• _Exercise materials_:
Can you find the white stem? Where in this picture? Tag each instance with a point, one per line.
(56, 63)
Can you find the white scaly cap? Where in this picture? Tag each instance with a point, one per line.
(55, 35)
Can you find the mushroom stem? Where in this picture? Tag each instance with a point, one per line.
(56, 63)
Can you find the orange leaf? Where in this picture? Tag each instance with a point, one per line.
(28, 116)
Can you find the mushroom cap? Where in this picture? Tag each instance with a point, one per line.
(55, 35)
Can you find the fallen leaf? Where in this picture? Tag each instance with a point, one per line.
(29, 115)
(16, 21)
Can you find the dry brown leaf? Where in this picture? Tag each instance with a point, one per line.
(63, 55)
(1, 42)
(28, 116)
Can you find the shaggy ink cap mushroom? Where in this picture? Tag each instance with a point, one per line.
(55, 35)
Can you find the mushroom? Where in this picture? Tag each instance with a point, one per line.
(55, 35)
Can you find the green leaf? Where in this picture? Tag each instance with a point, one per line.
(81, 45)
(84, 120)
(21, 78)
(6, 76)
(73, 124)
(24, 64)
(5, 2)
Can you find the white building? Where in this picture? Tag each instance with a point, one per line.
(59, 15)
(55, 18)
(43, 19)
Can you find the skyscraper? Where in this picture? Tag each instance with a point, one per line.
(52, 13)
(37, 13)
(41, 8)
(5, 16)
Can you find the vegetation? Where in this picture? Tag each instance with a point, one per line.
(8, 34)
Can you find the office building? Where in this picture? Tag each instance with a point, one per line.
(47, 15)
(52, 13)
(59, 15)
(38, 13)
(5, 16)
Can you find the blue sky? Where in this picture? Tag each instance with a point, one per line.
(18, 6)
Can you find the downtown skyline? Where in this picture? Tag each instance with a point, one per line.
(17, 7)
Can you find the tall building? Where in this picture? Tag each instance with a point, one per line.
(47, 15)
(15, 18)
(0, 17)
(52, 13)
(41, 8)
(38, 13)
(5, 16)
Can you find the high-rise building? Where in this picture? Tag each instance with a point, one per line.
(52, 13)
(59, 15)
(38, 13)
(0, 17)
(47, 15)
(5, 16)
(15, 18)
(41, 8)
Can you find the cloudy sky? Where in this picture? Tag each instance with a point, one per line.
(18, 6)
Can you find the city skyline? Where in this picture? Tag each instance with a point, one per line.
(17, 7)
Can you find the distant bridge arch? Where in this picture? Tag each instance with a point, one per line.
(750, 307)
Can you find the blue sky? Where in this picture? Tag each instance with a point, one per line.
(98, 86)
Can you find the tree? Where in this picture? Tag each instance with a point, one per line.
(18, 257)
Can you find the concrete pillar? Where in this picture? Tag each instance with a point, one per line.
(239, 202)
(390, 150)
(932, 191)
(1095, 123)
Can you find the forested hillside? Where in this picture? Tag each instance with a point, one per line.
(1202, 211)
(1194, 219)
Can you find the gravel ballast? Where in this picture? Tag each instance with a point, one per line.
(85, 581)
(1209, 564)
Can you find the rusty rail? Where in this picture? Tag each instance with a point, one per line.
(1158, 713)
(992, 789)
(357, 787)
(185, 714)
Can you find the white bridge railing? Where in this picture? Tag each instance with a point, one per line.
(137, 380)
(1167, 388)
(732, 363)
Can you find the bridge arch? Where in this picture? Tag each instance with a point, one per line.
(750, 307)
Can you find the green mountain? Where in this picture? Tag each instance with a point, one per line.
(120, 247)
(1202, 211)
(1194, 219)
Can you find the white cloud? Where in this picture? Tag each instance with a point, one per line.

• _Task directions_: Recast every item above as a single numbered list, one line per entry, and leave out any blank lines.

• _Result of this exercise_:
1. Can you find the white stem? Where in this picture? Tag each instance with a point, one per line.
2. (56, 63)
3. Can you find the white scaly cap? Where in this picture? Tag each instance with a point, one per line.
4. (55, 35)
5. Can you find the mushroom stem? Where in this picture? Tag each instance with a point, one per line.
6. (56, 63)
7. Can you find the orange leaf? Where in this picture? Tag each instance with a point, one per line.
8. (28, 116)
9. Can you find the mushroom cap? Where in this picture? Tag each instance with a point, one per line.
10. (55, 35)
11. Can you find the fallen leaf? Where in this picture? Tag each instance with a point, one per line.
12. (29, 115)
13. (16, 21)
14. Can you find the dry brown leaf? Where in this picture? Tag each instance with a point, one per line.
15. (63, 55)
16. (1, 42)
17. (28, 116)
18. Can you find the shaggy ink cap mushroom? Where in this picture? Tag each instance with a point, one per line.
19. (55, 35)
20. Can you find the mushroom? Where in this picture? Tag each instance with a point, one per line.
21. (55, 35)
22. Can you find the green leaf? Where in this picture? Tag each instance with a point, one per line.
23. (81, 45)
24. (84, 120)
25. (21, 78)
26. (6, 76)
27. (73, 124)
28. (24, 64)
29. (5, 2)
30. Can you find the white building? Where in this picture? Tag each instance with a point, one per line.
31. (59, 15)
32. (55, 18)
33. (43, 19)
34. Can you find the skyscraper? Where in this picture? Tag each instance with a point, one per line.
35. (52, 13)
36. (37, 13)
37. (41, 8)
38. (5, 16)
39. Can you find the vegetation? Where in this picture? Tag each instance with a point, one per line.
40. (8, 34)
41. Can you find the office building? Where in this picture? Tag each instance with a point, one per line.
42. (47, 15)
43. (52, 13)
44. (59, 15)
45. (38, 13)
46. (5, 16)
47. Can you find the blue sky? Where in this picture? Tag each instance with a point, one per line.
48. (18, 6)
49. Can you find the downtown skyline? Where in this picture? Tag each instance with a point, one per line.
50. (17, 7)
51. Can you find the tall building? Where in this picture? Tag each instance with a point, one per line.
52. (47, 15)
53. (15, 18)
54. (0, 17)
55. (52, 13)
56. (41, 8)
57. (38, 13)
58. (5, 16)
59. Can you find the high-rise building? Where in this picture? Tag each instance with a point, one per line.
60. (52, 13)
61. (59, 15)
62. (38, 13)
63. (0, 17)
64. (47, 15)
65. (5, 16)
66. (15, 18)
67. (41, 8)
68. Can you find the cloudy sky? Where in this picture? Tag each instance with a point, one per line.
69. (18, 6)
70. Can you find the city skyline? Where in this picture? Tag each instance with a point, one per line.
71. (17, 7)
72. Can you find the distant bridge arch? Where in this picture? Tag each instance with a point, one per line.
73. (750, 307)
74. Can you find the blue sky? Where in this picture? Tag each instance with a point, one per line.
75. (98, 86)
76. Can you find the tree? Where in this picture? Tag each instance with a point, one per line.
77. (18, 257)
78. Can you find the concrete pillar? Where in this picture? Tag each instance with a point, one per line.
79. (239, 202)
80. (390, 150)
81. (932, 191)
82. (1095, 123)
83. Can you find the forested hillside? Where in this picture? Tag each instance with a point, one per line.
84. (1202, 211)
85. (1194, 219)
86. Can you find the gravel ballast? Where in this picture? Tag each instance with a point, one per line.
87. (85, 581)
88. (1209, 564)
89. Can you find the rusty rail? Where in this picture? Tag each instance with a point, one per line.
90. (1158, 713)
91. (992, 789)
92. (357, 787)
93. (185, 714)
94. Can you find the white bridge railing? Where in this picture? Tag each instance with a point, one per line.
95. (137, 380)
96. (1167, 388)
97. (732, 363)
98. Can you find the bridge arch? Where in this picture? Tag each instance with a point, one per line.
99. (750, 307)
100. Can you find the green mountain? Where in this picture? Tag each instance with a point, one per line.
101. (120, 247)
102. (1202, 211)
103. (1194, 219)
104. Can you find the white cloud? Where in this picture? Tag each instance with a point, one per line.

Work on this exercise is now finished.